# INSTRUÇÕES DA TAREFA
Diga se cada afirmação concorda com o texto sobre o Cinema Ideal, que aparece abaixo: (a) Quem escreve prefere ver filmes em casa a ir a uma sala de cinema. (b) A recuperação do Cinema Ideal é obra do arquiteto José Neves. (c) O filme Até à eternidade passa-se entre soldados na Europa. Responda a cada uma com sim ou não e cite as palavras do texto que o decidem.

Cinema Ideal

Descobri um agradável espaço para ver cinema, bem no centro de Lisboa: o Cinema Ideal.

Confesso que nunca me seduziram os cinemas dos centros comerciais: não me entusiasma o convívio barulhento, nem me agrada ter de suportar, durante as sessões, o barulho das pipocas. A minha selecção de filmes procura ser criteriosa e por isso não faz sentido, para mim, ir às compras ou a um passeio pelo centro e “terminar” num cinema.

Embora também veja filmes em casa, prefiro a sala de cinema, onde há melhor visibilidade e menos ruído, por isso compreendo mal a recente perda de espectadores em sala.

Por outro lado, gosto de filmes antigos, sobretudo dos anos dourados de Hollywood, onde uma história bem contada se entrecruza com a vida real dos actores, sempre protagonistas, na tela e na vida, de amores complexos. Esta foi a principal razão que me levou ao recuperado Cinema Ideal, que exibe agora o filme Até à eternidade (1953), de Fred Zinnemann.

Num local conhecido outrora por Piolho do Loreto, Cine Camões ou Cinema Paraíso, encontrei agora na Rua do Loreto, muito perto do Largo do Camões, um pequeno cinema, tipo estúdio, onde só se vai para ver filmes, como eu gosto. A recuperação do local, da autoria do arquitecto José Neves, é excelente, o pessoal é bem simpático e as condições de visibilidade e conforto da pequena sala são muito boas. Valeu a pena recuperar este espaço, tanto quanto sei a primeira sala de cinema de Lisboa, com origem no distante ano de 1904. O Cinema Ideal é agora das poucas salas de cinema com exibição de filmes fora de um centro comercial, por isso é importante que este projecto seja apoiado. Depois de esta recuperação ter recebido uma menção honrosa do Prémio Vilalva, da Fundação Calouste Gulbenkian, é importante não deixar morrer esta ideia de voltarmos a ter “cinema de bairro” bem no coração da capital.

Até à eternidade vê-se com agrado. Nos bastidores da guerra mundial, somos transportados à intimidade de soldados americanos no Havai, com os seus amores e rivalidades. O filme vale sobretudo pela interpretação de conhecidos autores desse tempo: Burt Lancaster, Deborah Kerr, Donna Reed, Frank Sinatra e, sobretudo, Montgomery Clift, no papel de um angustiado soldado raso, alvo da crueldade dos chefes mas sempre fiel aos ideais do exército americano.

# MATERIAL FORNECIDO
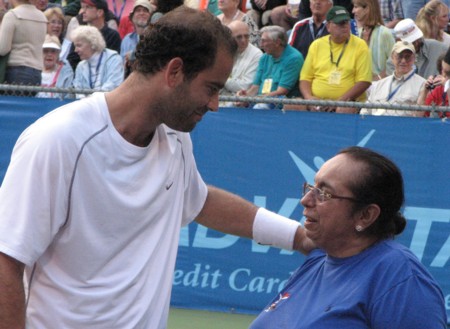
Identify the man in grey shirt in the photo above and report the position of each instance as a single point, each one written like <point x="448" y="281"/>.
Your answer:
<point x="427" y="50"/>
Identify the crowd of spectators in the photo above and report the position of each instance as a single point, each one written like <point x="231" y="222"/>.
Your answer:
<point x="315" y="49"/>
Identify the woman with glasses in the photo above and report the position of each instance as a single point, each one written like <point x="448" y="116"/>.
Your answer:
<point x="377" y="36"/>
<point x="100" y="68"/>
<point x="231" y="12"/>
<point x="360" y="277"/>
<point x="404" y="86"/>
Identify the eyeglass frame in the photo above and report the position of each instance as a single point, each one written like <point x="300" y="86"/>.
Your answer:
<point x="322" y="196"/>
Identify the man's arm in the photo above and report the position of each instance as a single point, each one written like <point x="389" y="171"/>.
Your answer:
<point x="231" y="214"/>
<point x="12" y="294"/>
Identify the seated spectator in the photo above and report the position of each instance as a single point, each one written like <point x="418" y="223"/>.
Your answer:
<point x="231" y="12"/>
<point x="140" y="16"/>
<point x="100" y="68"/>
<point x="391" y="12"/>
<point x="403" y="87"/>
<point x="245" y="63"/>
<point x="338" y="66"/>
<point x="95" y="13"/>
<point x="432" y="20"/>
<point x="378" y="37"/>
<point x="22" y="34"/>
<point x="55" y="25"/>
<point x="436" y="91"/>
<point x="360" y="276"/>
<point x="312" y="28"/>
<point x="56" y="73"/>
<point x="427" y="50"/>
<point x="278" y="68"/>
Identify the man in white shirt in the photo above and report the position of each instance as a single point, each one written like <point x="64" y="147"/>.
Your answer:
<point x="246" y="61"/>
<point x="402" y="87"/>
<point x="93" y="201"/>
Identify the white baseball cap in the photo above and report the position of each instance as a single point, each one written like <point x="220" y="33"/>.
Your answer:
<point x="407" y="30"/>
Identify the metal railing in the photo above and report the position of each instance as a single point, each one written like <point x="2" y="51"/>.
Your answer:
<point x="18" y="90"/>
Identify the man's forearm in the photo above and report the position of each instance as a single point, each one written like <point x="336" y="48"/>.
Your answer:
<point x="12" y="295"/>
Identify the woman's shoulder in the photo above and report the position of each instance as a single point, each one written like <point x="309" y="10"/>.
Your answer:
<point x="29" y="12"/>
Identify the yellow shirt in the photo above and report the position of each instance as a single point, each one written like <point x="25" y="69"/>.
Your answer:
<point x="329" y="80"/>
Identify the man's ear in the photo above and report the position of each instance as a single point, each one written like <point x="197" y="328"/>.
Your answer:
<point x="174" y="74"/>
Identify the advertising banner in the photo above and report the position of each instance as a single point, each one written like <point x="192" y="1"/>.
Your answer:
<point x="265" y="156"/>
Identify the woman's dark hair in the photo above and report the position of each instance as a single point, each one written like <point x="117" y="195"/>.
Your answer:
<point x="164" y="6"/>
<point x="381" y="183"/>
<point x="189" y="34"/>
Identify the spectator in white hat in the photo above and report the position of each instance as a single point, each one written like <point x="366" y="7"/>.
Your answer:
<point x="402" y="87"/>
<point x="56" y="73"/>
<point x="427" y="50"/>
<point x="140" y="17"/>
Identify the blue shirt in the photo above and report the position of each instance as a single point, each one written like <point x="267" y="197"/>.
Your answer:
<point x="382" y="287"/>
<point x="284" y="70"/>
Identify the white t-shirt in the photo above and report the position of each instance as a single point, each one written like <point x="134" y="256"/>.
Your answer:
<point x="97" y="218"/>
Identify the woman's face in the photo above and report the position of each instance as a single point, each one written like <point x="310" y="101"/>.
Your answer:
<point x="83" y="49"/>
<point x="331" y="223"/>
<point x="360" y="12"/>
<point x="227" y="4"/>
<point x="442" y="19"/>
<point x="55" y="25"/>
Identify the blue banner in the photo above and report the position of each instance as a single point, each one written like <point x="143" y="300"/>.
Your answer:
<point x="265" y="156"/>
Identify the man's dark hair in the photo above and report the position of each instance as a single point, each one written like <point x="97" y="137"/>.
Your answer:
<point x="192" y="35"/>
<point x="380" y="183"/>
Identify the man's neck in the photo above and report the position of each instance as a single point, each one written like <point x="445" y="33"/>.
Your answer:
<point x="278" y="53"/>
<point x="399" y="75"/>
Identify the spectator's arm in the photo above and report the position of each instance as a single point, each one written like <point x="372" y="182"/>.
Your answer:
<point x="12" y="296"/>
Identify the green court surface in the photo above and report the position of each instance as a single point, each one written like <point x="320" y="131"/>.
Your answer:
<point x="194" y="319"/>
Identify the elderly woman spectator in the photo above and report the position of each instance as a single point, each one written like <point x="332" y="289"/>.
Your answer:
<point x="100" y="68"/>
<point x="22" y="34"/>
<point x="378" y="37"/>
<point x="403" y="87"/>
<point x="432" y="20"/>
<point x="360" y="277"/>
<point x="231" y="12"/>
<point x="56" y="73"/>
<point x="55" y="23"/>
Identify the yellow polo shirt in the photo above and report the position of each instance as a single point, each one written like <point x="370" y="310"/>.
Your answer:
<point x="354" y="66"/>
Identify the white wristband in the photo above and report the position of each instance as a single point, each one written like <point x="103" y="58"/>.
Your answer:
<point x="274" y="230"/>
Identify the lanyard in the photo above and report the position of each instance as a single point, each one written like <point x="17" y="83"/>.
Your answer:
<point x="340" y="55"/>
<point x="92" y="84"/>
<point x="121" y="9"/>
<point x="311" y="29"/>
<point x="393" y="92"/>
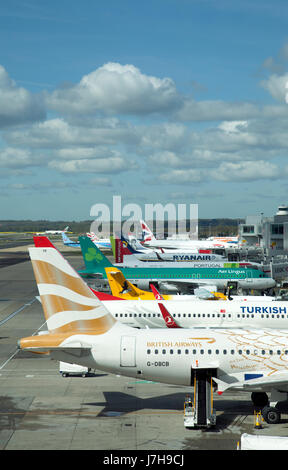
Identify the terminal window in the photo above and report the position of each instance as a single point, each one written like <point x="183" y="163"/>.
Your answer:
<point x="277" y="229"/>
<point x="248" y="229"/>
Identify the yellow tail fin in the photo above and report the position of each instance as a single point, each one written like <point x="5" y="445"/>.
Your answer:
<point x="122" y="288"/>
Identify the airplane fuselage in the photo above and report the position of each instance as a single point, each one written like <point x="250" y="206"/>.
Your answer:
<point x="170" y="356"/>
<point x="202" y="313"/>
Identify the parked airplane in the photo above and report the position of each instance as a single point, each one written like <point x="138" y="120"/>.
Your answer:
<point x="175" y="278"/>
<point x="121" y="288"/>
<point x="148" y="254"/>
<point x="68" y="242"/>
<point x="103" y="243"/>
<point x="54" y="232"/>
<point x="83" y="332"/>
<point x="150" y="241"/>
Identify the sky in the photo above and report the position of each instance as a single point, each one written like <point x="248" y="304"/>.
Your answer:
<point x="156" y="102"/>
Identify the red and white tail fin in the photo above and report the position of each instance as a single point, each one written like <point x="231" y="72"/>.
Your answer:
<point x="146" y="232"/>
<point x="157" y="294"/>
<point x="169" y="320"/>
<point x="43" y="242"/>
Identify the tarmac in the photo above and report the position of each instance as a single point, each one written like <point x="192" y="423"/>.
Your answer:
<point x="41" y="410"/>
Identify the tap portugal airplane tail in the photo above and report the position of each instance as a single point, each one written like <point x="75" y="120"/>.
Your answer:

# RESPOSTA
(a) Não: "prefiro a sala de cinema, onde há melhor visibilidade e menos ruído".
(b) Sim: "A recuperação do local, da autoria do arquitecto José Neves, é excelente".
(c) Não: "somos transportados à intimidade de soldados americanos no Havai".